Short problem >> Update the stretch of data from the line containing "locate the player's fingers" through the line containing "(1041, 443)" by replacing "firewood" with "logs", leaving everything else unchanged. Return only those lines.

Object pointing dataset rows
= = =
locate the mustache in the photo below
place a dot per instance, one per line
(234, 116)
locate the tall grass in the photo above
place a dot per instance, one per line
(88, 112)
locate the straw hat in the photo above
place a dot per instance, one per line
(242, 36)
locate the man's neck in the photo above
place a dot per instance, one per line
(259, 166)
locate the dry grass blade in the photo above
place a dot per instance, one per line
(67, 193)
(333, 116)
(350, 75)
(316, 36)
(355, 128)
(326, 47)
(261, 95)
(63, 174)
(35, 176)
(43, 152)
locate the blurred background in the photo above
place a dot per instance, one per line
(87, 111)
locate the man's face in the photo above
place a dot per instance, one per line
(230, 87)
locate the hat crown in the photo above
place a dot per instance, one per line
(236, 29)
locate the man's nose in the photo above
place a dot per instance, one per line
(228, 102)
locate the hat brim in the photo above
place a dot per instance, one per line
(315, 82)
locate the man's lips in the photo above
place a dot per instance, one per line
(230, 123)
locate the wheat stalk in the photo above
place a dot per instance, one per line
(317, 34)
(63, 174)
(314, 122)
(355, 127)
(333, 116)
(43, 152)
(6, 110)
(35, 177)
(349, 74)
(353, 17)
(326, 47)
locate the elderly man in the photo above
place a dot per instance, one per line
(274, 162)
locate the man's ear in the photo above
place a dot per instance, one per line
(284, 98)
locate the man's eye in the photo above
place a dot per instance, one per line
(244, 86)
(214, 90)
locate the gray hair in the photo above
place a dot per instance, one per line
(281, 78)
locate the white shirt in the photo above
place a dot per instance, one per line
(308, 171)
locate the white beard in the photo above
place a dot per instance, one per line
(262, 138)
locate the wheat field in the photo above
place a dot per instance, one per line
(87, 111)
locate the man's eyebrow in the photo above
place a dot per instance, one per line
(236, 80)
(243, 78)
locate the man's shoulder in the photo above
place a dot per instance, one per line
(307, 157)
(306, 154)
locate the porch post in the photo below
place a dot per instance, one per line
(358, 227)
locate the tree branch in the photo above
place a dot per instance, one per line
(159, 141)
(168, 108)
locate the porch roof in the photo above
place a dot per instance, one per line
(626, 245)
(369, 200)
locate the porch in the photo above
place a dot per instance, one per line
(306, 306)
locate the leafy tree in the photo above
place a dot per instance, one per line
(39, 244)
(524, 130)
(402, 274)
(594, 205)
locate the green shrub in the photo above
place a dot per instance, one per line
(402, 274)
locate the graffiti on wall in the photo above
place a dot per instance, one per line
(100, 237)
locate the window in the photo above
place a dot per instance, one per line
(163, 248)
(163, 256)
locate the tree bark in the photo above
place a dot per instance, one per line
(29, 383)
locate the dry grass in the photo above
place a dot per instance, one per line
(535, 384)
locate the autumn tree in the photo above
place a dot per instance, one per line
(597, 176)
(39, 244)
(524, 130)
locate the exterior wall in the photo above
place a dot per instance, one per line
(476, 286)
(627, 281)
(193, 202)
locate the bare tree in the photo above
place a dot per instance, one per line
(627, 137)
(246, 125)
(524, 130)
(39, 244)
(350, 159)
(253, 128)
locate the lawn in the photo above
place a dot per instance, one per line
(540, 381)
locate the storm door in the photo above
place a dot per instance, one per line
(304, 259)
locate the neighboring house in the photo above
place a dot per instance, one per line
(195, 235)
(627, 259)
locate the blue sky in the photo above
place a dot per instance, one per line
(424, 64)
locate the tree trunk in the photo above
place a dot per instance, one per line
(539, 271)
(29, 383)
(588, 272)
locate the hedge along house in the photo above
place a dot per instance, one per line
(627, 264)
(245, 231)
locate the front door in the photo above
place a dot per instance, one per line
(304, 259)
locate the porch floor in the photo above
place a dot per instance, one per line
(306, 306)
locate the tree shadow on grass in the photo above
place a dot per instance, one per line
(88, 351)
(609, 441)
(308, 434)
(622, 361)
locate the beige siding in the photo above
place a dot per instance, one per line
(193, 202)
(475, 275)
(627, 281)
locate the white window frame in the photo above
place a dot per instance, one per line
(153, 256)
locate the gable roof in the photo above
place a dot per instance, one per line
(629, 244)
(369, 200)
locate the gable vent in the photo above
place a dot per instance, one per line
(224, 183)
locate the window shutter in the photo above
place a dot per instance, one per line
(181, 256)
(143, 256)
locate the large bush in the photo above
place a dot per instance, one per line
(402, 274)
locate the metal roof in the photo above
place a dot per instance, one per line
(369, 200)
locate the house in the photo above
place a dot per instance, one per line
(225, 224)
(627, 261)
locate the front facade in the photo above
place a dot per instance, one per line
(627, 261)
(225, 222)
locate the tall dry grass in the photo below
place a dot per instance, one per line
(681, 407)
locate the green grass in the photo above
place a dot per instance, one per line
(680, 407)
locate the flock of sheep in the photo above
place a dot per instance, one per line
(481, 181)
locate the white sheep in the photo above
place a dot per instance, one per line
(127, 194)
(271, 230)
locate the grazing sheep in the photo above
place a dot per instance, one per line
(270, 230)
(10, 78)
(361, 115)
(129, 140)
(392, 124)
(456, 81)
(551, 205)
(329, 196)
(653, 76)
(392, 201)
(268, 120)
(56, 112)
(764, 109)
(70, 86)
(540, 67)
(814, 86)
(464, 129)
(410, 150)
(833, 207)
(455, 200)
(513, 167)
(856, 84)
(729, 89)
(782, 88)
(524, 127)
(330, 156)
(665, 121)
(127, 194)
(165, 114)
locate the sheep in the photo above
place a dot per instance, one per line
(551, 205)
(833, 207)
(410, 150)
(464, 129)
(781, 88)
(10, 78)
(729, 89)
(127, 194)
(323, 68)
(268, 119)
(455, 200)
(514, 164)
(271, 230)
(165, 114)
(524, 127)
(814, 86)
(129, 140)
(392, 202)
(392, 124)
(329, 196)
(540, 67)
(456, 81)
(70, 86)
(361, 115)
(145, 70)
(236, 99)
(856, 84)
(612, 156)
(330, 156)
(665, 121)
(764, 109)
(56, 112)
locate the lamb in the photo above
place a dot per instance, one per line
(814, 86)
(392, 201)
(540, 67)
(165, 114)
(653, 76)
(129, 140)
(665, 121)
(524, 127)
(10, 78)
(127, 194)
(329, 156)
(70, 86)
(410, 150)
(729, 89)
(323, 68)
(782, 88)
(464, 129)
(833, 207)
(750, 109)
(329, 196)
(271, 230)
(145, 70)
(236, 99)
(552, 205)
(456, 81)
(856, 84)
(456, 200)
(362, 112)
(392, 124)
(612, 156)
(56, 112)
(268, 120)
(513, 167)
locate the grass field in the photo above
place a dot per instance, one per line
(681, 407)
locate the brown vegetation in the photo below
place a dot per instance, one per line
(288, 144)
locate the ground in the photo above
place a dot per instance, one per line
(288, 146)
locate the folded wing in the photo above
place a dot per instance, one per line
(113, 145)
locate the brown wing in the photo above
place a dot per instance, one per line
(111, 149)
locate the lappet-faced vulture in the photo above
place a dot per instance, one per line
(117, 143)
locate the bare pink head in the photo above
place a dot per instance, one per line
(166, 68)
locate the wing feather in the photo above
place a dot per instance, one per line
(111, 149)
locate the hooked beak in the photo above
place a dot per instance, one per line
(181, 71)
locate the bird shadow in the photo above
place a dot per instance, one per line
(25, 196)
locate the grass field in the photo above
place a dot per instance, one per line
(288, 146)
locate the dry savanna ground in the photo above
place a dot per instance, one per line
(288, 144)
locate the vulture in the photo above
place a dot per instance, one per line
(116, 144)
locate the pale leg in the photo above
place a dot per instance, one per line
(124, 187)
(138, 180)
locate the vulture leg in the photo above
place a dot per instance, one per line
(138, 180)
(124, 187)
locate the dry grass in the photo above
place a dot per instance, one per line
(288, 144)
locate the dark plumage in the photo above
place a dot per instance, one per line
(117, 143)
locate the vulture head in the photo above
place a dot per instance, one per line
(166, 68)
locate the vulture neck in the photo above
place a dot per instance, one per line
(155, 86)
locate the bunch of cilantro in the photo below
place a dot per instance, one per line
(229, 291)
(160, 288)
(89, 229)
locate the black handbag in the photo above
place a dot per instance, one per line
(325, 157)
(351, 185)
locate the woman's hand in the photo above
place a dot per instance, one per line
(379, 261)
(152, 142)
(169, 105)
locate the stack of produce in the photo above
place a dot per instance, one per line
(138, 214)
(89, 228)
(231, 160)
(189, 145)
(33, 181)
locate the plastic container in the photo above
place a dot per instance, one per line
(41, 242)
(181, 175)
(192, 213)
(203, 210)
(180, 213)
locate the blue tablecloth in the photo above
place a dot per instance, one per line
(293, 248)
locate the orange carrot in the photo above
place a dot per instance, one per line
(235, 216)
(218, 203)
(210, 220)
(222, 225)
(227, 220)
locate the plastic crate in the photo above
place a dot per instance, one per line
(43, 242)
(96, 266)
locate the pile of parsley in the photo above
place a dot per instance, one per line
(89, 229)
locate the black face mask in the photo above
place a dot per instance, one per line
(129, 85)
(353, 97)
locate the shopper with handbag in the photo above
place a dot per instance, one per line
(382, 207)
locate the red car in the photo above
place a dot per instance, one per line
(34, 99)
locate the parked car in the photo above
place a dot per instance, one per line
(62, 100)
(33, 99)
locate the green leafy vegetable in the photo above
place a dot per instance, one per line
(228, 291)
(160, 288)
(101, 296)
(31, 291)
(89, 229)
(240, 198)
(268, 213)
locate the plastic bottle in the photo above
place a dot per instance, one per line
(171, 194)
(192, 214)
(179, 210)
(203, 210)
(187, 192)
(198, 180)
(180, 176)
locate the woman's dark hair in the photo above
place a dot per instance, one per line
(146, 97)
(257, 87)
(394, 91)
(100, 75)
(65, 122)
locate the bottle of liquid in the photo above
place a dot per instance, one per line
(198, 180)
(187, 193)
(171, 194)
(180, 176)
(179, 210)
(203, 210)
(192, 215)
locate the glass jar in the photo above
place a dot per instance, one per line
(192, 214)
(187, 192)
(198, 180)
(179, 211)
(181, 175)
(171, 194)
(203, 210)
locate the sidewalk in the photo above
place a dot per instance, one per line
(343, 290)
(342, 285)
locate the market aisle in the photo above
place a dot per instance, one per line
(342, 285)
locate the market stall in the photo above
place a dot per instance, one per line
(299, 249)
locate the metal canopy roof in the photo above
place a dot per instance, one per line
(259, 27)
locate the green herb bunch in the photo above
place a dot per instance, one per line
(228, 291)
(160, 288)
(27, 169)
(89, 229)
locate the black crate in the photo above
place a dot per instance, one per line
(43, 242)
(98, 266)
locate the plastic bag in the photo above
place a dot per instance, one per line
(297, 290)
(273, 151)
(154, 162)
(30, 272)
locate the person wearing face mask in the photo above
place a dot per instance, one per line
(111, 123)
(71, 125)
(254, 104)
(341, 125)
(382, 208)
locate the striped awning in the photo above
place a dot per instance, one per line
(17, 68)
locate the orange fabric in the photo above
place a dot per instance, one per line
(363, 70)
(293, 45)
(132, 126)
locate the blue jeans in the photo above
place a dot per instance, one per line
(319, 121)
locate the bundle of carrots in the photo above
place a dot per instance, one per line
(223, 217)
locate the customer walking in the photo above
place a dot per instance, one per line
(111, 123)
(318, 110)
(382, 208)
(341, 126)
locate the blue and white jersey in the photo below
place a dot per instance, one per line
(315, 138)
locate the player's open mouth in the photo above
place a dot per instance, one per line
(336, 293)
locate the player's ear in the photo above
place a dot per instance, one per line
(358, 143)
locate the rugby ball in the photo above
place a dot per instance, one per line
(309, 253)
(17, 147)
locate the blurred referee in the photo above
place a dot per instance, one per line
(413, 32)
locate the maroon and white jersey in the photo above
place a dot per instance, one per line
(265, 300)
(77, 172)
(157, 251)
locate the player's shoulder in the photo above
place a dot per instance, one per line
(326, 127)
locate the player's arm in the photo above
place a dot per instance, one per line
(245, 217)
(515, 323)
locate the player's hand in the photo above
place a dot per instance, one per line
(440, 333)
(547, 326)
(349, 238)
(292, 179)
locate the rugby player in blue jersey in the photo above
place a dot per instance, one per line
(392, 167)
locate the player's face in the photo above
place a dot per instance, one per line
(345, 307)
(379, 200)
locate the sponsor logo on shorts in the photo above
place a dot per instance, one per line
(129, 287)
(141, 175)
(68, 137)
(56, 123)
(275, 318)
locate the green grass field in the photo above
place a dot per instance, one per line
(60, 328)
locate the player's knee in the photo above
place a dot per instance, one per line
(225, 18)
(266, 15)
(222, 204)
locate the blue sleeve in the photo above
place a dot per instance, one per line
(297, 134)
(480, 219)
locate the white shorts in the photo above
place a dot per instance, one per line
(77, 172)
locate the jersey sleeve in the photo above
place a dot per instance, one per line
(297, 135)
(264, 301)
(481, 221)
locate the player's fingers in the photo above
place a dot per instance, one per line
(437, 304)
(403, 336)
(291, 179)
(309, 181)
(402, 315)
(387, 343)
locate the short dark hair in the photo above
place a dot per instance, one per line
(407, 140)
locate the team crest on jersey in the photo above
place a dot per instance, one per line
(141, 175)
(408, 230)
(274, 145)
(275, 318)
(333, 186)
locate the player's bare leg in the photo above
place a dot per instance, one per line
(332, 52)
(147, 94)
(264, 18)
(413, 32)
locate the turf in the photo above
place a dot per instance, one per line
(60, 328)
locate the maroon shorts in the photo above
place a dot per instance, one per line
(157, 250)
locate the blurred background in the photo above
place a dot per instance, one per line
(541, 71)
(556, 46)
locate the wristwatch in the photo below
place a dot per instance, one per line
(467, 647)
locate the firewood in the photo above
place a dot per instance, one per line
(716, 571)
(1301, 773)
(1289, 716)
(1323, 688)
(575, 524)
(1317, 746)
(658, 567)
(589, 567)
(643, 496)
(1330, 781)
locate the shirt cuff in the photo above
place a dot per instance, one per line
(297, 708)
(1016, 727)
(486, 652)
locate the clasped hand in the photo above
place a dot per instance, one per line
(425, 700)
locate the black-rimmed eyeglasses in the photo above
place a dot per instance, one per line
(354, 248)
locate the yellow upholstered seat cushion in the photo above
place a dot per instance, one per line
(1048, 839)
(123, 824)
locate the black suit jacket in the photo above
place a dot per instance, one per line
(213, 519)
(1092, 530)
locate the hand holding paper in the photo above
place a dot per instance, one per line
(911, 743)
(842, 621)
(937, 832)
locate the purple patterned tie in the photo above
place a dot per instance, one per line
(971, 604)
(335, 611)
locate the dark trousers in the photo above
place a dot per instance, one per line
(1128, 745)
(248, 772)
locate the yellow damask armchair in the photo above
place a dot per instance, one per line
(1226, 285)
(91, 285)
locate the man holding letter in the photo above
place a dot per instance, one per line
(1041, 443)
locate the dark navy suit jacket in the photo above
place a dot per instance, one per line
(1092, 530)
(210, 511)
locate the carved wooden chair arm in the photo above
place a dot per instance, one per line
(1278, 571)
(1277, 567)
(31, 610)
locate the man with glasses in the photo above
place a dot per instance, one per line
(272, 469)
= = =
Output below >>
locate the player's fingers in the photo above
place a dot per instance, one per line
(437, 304)
(403, 336)
(291, 179)
(309, 181)
(402, 315)
(387, 343)
locate the short dark hair in the photo above
place a dot per instance, one per line
(407, 140)
locate the team crest on jersey in the photo above
place a dot per instance, one per line
(141, 175)
(408, 230)
(274, 145)
(275, 318)
(333, 186)
locate the player's bare leg in the photo above
place a dot per instance, one per line
(332, 52)
(147, 94)
(264, 18)
(413, 32)
locate the turf in the photo above
place a dot per instance, one per line
(60, 328)
locate the maroon shorts in the photo above
place a dot per instance, one per line
(157, 250)
locate the blurred background in the photo above
place a dot per instance, one per line
(541, 71)
(556, 46)
locate the wristwatch in the photo below
place a dot per instance, one per line
(467, 647)
locate the logs in the photo above
place a dot per instance, one per line
(716, 571)
(1301, 773)
(1289, 716)
(1323, 688)
(575, 524)
(1317, 746)
(658, 567)
(589, 567)
(643, 496)
(1330, 781)
locate the shirt cuff in the photo above
place a dot per instance, one per line
(297, 708)
(1016, 727)
(486, 652)
locate the clasped hand in the photo above
place a dot per instance, one per line
(425, 700)
locate the black-rimmed eyeglasses in the photo above
place a dot per instance, one per line
(354, 248)
locate the yellow upholstered seat cushion in the photo above
place a dot per instance, one per line
(1048, 839)
(123, 824)
locate the black suit jacket in the photo above
place a dot per instance, one per line
(213, 519)
(1092, 530)
locate the hand holding paper in the photo above
place a dot per instance, one per line
(911, 743)
(842, 621)
(937, 832)
locate the purple patterned tie in the photo above
place a dot per instance, one per line
(971, 604)
(335, 611)
locate the dark trousers in the photo above
place a dot per instance, one per line
(1128, 745)
(248, 772)
locate the yellow damask armchair in the photo above
place a dot per instance, one per line
(1226, 285)
(91, 285)
locate the man holding letter in the photo above
place a dot per instance, one per line
(1041, 443)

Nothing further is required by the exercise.